### Text section ###

A system of public lending for higher education students was established in 2007, providing loans ranging from EUR 1 000 to EUR 5 000 per year with an overall maximum of EUR 25 000. The interest rate was fixed and equal to the Euro Interest Rate Swap (EURIRS) plus a maximum spread of 1%. The spread was reduced on the basis of students' academic performance (0.35% and 0.80% for the 30% and 20% best performing students). Interest was collected during the school years and repayment started one year after graduation. The government guaranteed 10% of the loans by providing EUR 150 million to the Mutual Counter-Guarantee Fund (MCTES, 2017).

Few students have taken up loans. Portugal issued 21 000 public loans to higher education students between 2007 and 2014. In 2014/15 5.9% of students participated in the public loan system, and 759 loans were originated – a decline from 4 528 loans four years earlier (MCTES, 2017). As Ministry officials have acknowledged, this reflect as weak demand for loans and a limited supply of loans. On the demand side, the mortgage-based design of the loans puts students at risk in the event of unemployment or falling incomes. On the supply side, bank lenders have been reluctant to expose themselves to loan default, a concern heightened by the financial crisis.

Student borrowers have been principally from middle-income families, and disproportionately enrolled in private higher education institutions. Approximately 40% of borrowers have been enrolled in private institutions. Loans are principally taken out by students from middle-class families, and used to complement other sources of income in funding studies. Low-income students, believed by authorities to be averse to incurring debt, participate less frequently in the programme (MCTES, 2017).

Student lending through the programme was suspended in 2015 pending negotiations between government and banks to establish new terms for the management of lender risk. The student-lending programme is planned to resume and to offer loans on terms and conditions similar to those previously in effect, offering loans on a mortgage-style” basis.

If well designed and adequately provided, social and academic support for students can help them to succeed in their studies (Bailey et al, 2016). This is especially true for students at risk of failing behind or dropping out (Williams, 2017). Social and academic support for students in Portuguese public higher education institutions is limited. A recent MCTES report noted that 16 out of 40 public higher education institutions surveyed had established programmes to tackle dropout, and that 10 out of 40 public institutions offered students tutoring services. In 2015, less than half of public institutions – and only one private institution – produced reports on student dropout (DGEEC, 2017).

5.3. Assessment: Key points

Policy issue 5.1. Differentiation and flexibility in modes of provision and pedagogical approaches remains limited, jeopardising Portugal’s attainment goals

Portugal has succeeded in greatly expanding participation in upper secondary and higher education in the last decade, and as Figure 5.4 illustrates, the educational attainment profile of its young adult population (ages 25-34) has undergone a dramatic shift, with the share of the age cohort completing higher education rising from 13% in 2000 to 35% in 2016 (Figure 5.4).

### Provided data ###

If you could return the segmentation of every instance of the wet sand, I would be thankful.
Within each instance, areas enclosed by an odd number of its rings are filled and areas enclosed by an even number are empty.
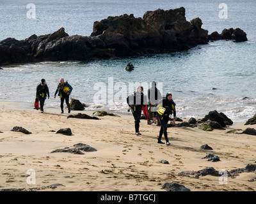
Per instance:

###

#### Written tasks
**a)** Answer these questions from the excerpt on Portuguese higher education:
(i) What was the overall maximum amount a student could borrow under the public lending system?
(ii) About what share of borrowers were enrolled in private institutions?
(iii) How many of the 40 public institutions surveyed offered students tutoring services?
**b)** Decide whether each statement agrees with the excerpt on Portuguese higher education. Answer yes or no, and quote the words that settle it.
(i) Loan repayment began as soon as students graduated.
(ii) Lending through the program was suspended in 2015.
(iii) Low-income students took part in the loan program more often than other students.
**c)** Continue the excerpt on Portuguese higher education from the point where it stops.
The listing plays no part in these tasks.

#### Answers for the exercise
**a)**
(i) EUR 25 000.
(ii) Approximately 40%.
(iii) 10 out of 40.

**b)**
(i) No: "repayment started one year after graduation."
(ii) Yes: "Student lending through the programme was suspended in 2015"
(iii) No: "participate less frequently in the programme"

**c)**
Figure 5.4. Educational attainment of 25-34 year olds

Source: OECD (2017a), Education at a Glance 2017: OECD Indicators, OECD Publishing, Paris,

Nonetheless, Portugal’s 35% rate of higher education attainment among 25-34 year-olds still trails other OECD countries, and remains below EU attainment targets that it has embraced as national policy targets, both the 2020 goal of 40% higher education attainment among 30-34 olds, and the 2030 goal of 50% higher education attainment (MCTES, 2017; Eurostat, 2018). The focus of government strategy for raising attainment in the near term is to attract to higher education young adults who completed secondary education but did not undertake higher education, and those who entered higher education but left without completing a degree (MCTES, 2017).

Effective higher education systems, most especially those that aim to engage working adults in higher education, strongly encourage diversity and flexibility in the provision of study programmes. Portugal’s binary system – with polytechnics providing professionally oriented study programmes alongside universities offering more traditional academic programmes – ensures some degree of diversity in education, though less diversity and flexibility than the nation’s aims for attainment warrant.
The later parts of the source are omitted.